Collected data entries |
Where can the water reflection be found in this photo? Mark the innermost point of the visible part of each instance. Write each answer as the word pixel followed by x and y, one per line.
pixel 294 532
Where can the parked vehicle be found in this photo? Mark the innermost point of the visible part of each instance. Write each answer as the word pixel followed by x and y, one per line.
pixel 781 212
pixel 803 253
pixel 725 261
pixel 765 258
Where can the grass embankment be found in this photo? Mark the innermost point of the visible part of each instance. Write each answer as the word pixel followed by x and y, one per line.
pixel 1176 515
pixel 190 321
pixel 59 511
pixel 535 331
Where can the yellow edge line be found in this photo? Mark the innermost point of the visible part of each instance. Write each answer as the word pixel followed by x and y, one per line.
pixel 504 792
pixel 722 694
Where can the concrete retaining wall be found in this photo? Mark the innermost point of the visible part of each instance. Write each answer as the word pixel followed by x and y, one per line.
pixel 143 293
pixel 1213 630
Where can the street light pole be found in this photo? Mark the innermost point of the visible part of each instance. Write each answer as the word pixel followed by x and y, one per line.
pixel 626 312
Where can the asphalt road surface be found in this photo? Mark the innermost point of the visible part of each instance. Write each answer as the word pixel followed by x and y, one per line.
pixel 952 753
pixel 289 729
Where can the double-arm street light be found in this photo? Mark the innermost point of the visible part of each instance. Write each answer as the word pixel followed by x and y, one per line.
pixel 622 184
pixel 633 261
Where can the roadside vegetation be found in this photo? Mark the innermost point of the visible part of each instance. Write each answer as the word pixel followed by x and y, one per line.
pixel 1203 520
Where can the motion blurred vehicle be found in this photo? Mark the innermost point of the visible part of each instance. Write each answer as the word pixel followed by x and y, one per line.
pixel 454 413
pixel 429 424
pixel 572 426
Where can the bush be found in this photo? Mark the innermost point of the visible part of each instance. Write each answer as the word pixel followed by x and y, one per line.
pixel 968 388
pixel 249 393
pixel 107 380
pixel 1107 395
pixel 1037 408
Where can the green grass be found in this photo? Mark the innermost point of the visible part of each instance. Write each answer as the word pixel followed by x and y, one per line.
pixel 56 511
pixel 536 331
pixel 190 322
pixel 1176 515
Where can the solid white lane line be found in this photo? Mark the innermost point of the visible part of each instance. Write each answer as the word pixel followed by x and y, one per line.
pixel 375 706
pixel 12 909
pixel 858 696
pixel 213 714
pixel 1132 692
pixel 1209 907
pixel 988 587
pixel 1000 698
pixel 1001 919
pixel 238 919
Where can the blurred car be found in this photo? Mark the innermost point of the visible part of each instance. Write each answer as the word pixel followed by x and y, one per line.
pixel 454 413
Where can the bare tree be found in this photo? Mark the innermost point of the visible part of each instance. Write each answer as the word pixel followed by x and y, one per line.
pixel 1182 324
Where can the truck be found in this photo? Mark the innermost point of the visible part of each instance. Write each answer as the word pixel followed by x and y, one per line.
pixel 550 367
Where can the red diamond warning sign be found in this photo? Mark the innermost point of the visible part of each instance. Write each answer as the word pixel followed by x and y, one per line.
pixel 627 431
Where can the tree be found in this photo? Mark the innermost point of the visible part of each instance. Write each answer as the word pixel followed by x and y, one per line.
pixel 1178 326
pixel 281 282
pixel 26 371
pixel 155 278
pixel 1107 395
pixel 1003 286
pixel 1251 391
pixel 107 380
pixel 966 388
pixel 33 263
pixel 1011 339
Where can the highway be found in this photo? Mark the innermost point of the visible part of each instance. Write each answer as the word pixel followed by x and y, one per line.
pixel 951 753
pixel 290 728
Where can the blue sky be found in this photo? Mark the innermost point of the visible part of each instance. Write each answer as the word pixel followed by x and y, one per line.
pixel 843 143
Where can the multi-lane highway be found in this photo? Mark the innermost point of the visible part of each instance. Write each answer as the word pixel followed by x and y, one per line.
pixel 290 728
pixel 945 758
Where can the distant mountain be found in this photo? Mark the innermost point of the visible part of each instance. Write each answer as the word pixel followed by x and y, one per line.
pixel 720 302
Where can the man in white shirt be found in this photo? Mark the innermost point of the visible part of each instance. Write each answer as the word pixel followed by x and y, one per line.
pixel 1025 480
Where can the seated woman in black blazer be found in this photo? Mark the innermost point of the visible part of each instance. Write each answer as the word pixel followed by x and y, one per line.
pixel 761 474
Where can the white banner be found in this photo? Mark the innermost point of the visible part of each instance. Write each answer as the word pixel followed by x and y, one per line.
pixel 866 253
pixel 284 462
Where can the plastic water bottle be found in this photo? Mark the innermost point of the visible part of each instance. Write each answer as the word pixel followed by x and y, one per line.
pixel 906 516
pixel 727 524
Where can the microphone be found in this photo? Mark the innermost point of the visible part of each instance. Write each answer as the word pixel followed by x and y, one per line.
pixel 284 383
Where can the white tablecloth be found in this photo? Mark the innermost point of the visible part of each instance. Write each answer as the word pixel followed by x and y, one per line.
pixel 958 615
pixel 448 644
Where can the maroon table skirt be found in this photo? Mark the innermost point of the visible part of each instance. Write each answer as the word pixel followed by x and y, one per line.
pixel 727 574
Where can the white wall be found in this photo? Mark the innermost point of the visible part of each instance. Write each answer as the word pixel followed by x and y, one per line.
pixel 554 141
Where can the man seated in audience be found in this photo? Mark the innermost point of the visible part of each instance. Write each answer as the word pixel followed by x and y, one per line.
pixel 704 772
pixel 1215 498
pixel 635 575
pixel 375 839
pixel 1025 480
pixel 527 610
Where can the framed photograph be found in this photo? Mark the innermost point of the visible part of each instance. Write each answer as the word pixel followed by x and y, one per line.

Task instructions |
Write out every line of the data above word for word, leaving nothing out and changing nothing.

Problem solution |
Where can the water reflection be found in this photo? Mark the innermost point of the visible part of each instance. Write each answer as the word pixel followed by x and y, one per line.
pixel 294 532
Where can the parked vehicle be found in this photo? Mark the innermost point of the visible part of each instance. Write each answer as the word pixel followed by x and y, one per line.
pixel 781 212
pixel 803 253
pixel 725 261
pixel 765 258
Where can the grass embankment be found in this photo? Mark the innermost point of the visible part of each instance. Write each answer as the word pixel followed by x and y, one per line.
pixel 1176 515
pixel 190 321
pixel 59 511
pixel 535 331
Where can the yellow edge line be found in this photo? Mark the innermost point of the visible part of each instance. Write each answer as the word pixel followed by x and y, one per line.
pixel 504 792
pixel 722 694
Where can the concrete retaining wall be found in this photo? Mark the innermost point of the visible part of each instance. Write each answer as the word pixel followed by x and y, one per line.
pixel 143 293
pixel 1213 630
Where can the street light pole be found in this photo? Mark the innermost point of the visible part of each instance. Write each answer as the word pixel followed by x and y, one per line.
pixel 626 312
Where can the asphalt road surface be found in this photo? Mark the innermost point of the visible part of each instance. Write each answer as the word pixel followed by x and y, one per line.
pixel 952 753
pixel 289 729
Where can the double-arm street light be found in this photo? Mark the innermost point of the visible part of each instance. Write each answer as the word pixel followed by x and y, one per line.
pixel 622 184
pixel 633 261
Where can the roadside vegetation be found in this photo? Mark the innermost point of the visible part of each instance. Write each answer as the word pixel followed by x and y, one per line.
pixel 1203 520
Where can the motion blurred vehicle be found in this photo? Mark the innermost point of the visible part of each instance. Write each answer as the word pixel followed by x and y, one per line.
pixel 454 413
pixel 429 424
pixel 572 426
Where can the bush be found in this photo? Mark the innermost point of the visible part of each instance. Write each answer as the word pixel followed by x and y, one per line.
pixel 968 388
pixel 249 393
pixel 107 380
pixel 1107 395
pixel 1037 408
Where can the green grass be found in this photo? Mark the innermost point of the visible part of each instance. Write each answer as the word pixel followed by x and y, one per line.
pixel 56 511
pixel 536 331
pixel 190 322
pixel 1176 515
Where can the solid white lane line be found in this photo? Mark the innermost point of the visible part of each instance. Write each answer as the word pixel followed by x and y, one per line.
pixel 375 706
pixel 12 909
pixel 858 696
pixel 213 714
pixel 1132 692
pixel 1209 907
pixel 988 587
pixel 1000 698
pixel 1001 919
pixel 238 919
Where can the blurred car be found in this photo? Mark the innermost point of the visible part of each instance. Write each answer as the word pixel followed by x and y, one per line.
pixel 454 413
Where can the bare tree be found in this photo? Mark the innermost point of the visible part of each instance. Write each answer as the word pixel followed by x and y, one per line.
pixel 1182 324
Where can the truck be found in this photo? Mark the innermost point of the visible part of each instance. Write each answer as the word pixel followed by x and y, one per line.
pixel 550 367
Where can the red diamond warning sign be found in this photo? Mark the innermost point of the visible part of each instance. Write each answer as the word pixel followed by x and y, one per line.
pixel 627 431
Where can the tree be found in this photo? Mark the innermost point of the visible part of each instance. Write each answer as the word pixel followed by x and y, one per line.
pixel 1178 326
pixel 281 282
pixel 26 371
pixel 155 278
pixel 1107 395
pixel 1003 286
pixel 1251 391
pixel 107 380
pixel 966 388
pixel 33 263
pixel 1011 339
Where can the highway be found in this photo? Mark the innermost point of the visible part of each instance. Write each answer as the word pixel followed by x and y, one per line.
pixel 951 753
pixel 290 728
Where can the blue sky be found in this photo? Mark the innermost point of the visible part of each instance. Write each answer as the word pixel followed by x and y, one per line.
pixel 843 143
Where can the multi-lane highway be found in this photo? Mark the innermost point of the visible part of each instance. Write each answer as the word pixel followed by x and y, one per line.
pixel 290 728
pixel 945 758
Where can the distant mountain be found in this photo? Mark the innermost point of the visible part of each instance. Write each answer as the word pixel followed by x and y, one per line.
pixel 720 302
Where can the man in white shirt be found in this photo? Mark the innermost point of the visible part of each instance. Write each answer as the word pixel followed by x and y, one per line.
pixel 1025 480
Where can the seated woman in black blazer be found in this photo? Mark the innermost point of the visible part of each instance. Write each answer as the word pixel followed by x and y, one per line.
pixel 761 474
Where can the white banner be found in this photo? Mark the innermost point of the visible part of each instance. Write each answer as the word pixel followed by x and y, one per line.
pixel 866 253
pixel 284 462
Where can the plastic water bottle be found in this photo? Mark the innermost point of the visible part of each instance. Write each answer as the word pixel followed by x and y, one per line.
pixel 906 516
pixel 727 524
Where can the microphone be found in this photo? Mark the innermost point of the visible part of each instance. Write each answer as the word pixel followed by x and y, one per line.
pixel 284 383
Where can the white tablecloth be found in this photo? Mark the innermost point of the visible part of each instance. Write each answer as the word pixel followed by x and y, one per line.
pixel 958 615
pixel 448 644
Where can the maroon table skirt be found in this photo? Mark the innermost point of the visible part of each instance. Write each answer as the word pixel followed by x and y, one per line.
pixel 727 574
Where can the white wall be found in this photo? Mark the innermost point of the visible part of each instance. Write each answer as the word pixel followed by x and y, one per line.
pixel 554 141
Where can the man seated in audience be found in this photo? Mark the innermost point of the visible part of each instance. Write each answer as the word pixel followed by x and y, one per line.
pixel 704 772
pixel 1215 498
pixel 635 575
pixel 375 839
pixel 1025 480
pixel 527 610
Where can the framed photograph be found in this photo? Mark the innermost point of the visible part of each instance. Write each answer as the word pixel followed by x and y, one per line.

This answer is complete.